**Excerpt from a dataset**
-*-
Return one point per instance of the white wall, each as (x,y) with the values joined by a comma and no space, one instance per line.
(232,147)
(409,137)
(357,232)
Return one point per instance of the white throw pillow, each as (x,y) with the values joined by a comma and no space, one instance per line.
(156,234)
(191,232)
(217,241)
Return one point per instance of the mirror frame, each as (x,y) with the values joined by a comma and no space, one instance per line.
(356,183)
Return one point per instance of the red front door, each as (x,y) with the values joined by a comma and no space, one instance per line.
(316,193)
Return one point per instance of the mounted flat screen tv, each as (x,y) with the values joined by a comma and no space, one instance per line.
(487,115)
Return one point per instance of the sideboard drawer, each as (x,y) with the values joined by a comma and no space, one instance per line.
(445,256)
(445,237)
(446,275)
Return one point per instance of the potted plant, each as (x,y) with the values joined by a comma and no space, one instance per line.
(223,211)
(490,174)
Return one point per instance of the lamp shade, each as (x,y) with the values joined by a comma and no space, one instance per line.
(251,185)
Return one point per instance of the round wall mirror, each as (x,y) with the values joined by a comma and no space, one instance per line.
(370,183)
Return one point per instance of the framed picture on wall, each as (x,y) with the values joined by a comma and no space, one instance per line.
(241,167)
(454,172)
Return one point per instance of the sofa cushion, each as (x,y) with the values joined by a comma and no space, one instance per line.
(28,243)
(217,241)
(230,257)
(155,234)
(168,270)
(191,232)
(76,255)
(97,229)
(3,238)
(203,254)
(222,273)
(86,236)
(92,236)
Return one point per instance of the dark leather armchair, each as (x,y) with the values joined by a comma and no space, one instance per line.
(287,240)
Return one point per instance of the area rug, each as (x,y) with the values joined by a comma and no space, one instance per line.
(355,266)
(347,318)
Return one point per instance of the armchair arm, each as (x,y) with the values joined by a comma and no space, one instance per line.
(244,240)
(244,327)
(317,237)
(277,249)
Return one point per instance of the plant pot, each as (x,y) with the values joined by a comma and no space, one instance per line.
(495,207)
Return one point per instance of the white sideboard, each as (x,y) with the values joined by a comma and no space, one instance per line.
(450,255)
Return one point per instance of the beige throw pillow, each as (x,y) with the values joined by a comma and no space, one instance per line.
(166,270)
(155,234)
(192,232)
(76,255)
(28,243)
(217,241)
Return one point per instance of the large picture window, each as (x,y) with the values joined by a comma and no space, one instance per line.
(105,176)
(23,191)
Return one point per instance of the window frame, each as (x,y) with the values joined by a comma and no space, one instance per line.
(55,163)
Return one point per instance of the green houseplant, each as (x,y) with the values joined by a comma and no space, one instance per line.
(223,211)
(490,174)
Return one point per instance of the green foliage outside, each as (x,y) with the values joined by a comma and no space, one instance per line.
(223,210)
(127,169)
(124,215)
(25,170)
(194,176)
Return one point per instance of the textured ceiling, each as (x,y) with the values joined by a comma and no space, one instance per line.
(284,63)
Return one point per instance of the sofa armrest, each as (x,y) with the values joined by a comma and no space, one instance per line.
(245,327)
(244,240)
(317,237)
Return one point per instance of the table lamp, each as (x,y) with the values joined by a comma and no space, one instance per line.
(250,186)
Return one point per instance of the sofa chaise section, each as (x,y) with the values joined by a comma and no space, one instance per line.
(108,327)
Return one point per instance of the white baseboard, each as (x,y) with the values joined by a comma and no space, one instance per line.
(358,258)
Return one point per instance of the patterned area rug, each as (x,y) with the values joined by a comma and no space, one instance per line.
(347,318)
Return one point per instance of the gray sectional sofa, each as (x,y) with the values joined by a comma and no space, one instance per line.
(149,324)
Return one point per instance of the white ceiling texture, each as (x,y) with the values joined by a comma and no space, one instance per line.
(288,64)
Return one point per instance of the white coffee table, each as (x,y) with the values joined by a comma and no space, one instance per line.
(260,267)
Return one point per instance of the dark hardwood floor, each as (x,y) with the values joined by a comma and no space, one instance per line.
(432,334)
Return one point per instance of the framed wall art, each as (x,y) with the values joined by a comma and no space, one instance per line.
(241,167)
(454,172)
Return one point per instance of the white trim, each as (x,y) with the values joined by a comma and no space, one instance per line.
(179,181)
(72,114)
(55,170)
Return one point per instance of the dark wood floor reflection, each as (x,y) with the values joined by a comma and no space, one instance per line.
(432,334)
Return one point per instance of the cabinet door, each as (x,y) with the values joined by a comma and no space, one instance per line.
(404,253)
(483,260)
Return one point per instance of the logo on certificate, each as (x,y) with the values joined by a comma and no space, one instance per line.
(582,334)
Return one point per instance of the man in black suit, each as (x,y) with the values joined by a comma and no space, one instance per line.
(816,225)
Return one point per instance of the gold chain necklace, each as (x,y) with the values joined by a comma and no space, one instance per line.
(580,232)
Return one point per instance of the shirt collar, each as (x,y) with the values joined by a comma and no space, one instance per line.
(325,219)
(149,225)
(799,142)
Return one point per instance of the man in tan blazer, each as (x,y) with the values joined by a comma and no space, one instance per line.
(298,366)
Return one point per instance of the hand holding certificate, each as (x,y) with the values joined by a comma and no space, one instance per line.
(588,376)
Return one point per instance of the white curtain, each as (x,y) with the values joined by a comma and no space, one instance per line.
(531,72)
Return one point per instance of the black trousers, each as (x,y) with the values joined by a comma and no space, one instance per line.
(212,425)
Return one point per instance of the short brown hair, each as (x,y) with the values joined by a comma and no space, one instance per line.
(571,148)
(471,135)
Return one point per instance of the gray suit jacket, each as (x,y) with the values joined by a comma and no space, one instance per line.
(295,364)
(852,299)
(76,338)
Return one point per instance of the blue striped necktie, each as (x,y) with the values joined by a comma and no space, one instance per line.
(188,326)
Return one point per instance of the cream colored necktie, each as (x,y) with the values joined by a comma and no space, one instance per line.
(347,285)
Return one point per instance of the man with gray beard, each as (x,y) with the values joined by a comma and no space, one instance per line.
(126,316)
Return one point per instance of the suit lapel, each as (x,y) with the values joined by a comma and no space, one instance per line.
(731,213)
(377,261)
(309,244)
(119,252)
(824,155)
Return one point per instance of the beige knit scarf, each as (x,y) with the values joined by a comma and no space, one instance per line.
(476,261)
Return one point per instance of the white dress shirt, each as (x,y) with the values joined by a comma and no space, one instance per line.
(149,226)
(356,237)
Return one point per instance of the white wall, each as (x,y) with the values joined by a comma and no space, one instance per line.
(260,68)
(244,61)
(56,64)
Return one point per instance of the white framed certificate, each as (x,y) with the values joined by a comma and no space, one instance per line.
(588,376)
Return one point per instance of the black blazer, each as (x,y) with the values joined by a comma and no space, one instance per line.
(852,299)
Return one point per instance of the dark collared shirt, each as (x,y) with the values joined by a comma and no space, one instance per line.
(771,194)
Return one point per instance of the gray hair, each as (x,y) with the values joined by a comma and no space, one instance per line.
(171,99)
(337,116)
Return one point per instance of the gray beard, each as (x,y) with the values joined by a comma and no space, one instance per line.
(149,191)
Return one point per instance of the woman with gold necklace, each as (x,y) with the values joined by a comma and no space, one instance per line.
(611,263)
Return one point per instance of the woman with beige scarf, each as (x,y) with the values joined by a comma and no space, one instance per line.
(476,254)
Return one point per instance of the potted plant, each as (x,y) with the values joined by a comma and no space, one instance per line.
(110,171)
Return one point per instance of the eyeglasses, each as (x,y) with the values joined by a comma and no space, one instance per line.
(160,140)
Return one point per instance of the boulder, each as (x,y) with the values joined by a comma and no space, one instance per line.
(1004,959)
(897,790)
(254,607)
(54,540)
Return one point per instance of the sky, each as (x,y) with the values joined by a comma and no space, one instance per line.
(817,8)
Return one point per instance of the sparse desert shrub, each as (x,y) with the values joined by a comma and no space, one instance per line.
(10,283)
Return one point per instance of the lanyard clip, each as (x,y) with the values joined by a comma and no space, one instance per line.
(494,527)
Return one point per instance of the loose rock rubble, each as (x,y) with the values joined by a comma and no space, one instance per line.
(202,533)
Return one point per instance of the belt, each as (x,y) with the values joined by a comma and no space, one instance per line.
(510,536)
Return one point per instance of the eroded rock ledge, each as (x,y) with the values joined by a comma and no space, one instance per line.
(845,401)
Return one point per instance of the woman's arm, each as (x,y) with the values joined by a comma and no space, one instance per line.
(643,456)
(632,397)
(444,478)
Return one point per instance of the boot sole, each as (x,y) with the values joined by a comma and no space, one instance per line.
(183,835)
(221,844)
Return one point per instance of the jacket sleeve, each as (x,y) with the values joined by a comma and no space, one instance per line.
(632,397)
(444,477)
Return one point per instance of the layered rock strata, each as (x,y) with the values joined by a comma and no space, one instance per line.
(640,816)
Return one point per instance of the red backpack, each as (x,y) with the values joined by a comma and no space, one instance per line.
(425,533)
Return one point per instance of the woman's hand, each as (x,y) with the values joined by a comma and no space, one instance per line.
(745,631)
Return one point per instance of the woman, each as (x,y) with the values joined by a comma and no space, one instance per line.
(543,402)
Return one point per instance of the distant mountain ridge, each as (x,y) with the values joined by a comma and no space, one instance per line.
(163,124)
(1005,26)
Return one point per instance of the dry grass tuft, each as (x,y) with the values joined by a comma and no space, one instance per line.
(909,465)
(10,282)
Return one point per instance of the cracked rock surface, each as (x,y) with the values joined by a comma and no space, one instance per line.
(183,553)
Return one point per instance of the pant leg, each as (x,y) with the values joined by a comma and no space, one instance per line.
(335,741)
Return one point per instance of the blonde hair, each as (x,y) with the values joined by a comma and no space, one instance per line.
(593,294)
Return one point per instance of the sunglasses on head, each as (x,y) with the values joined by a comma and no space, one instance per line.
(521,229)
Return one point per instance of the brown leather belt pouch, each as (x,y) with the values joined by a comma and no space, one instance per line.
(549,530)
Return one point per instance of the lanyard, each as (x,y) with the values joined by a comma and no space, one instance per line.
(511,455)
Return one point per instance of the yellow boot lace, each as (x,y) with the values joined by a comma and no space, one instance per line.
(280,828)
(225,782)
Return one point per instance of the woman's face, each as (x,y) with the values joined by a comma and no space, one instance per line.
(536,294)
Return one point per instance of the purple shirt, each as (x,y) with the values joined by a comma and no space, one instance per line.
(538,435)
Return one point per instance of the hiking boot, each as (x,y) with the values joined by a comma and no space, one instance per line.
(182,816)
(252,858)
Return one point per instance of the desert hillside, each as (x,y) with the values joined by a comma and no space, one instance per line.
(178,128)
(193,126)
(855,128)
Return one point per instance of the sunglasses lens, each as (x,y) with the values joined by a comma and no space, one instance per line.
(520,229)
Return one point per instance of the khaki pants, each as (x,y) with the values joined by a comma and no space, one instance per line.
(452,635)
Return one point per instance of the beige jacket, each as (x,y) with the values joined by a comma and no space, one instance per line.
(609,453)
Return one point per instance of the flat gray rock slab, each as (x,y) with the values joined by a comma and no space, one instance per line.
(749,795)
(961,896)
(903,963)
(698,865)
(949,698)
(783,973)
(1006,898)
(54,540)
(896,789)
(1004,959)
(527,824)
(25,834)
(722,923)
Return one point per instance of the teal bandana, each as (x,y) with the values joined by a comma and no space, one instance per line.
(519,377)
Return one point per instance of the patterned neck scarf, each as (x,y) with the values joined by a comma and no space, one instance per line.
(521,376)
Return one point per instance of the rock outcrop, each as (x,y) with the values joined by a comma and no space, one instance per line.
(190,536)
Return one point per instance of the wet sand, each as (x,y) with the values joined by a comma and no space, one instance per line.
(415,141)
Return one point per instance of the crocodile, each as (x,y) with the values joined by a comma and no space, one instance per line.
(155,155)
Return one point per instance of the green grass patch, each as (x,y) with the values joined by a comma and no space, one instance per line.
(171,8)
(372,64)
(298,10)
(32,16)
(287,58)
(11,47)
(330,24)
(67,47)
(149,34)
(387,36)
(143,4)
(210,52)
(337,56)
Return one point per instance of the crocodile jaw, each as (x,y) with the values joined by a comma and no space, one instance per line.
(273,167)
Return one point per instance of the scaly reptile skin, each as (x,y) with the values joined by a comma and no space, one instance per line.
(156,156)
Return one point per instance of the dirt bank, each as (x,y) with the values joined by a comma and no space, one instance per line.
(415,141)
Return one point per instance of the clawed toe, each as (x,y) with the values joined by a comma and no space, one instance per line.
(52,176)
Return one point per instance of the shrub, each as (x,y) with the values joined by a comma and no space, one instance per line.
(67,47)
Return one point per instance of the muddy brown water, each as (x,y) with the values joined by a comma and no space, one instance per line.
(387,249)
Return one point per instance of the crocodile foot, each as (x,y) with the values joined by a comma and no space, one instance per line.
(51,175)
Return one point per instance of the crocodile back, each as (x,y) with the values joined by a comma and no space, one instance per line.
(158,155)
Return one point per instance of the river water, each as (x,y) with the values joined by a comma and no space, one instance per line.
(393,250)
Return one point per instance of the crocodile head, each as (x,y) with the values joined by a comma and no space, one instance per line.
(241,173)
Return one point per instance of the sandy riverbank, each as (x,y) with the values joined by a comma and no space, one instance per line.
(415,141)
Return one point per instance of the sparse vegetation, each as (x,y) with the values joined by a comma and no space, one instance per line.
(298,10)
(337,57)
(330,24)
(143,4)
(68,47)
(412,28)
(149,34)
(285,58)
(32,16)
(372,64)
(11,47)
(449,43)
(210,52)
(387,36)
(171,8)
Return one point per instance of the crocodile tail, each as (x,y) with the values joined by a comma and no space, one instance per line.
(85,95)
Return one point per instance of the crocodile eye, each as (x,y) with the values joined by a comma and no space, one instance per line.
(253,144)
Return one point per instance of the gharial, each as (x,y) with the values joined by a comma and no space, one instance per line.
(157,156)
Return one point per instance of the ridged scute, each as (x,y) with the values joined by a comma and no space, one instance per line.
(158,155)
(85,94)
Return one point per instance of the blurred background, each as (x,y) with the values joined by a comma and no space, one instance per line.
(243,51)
-*-
**Problem to solve**
Rewrite the lines from the one containing "Return one point per instance of the ridged" through the end of the material, switching "blurred" to "hazy" and leaving everything else unchanged.

**Task output**
Return one point per instance of the ridged scute, each as (x,y) with the values joined by a comma and no space, one instance per line.
(158,155)
(85,94)
Return one point per instance of the hazy background, each as (x,y) with the values joined by a comma and no space, one instance per line.
(243,51)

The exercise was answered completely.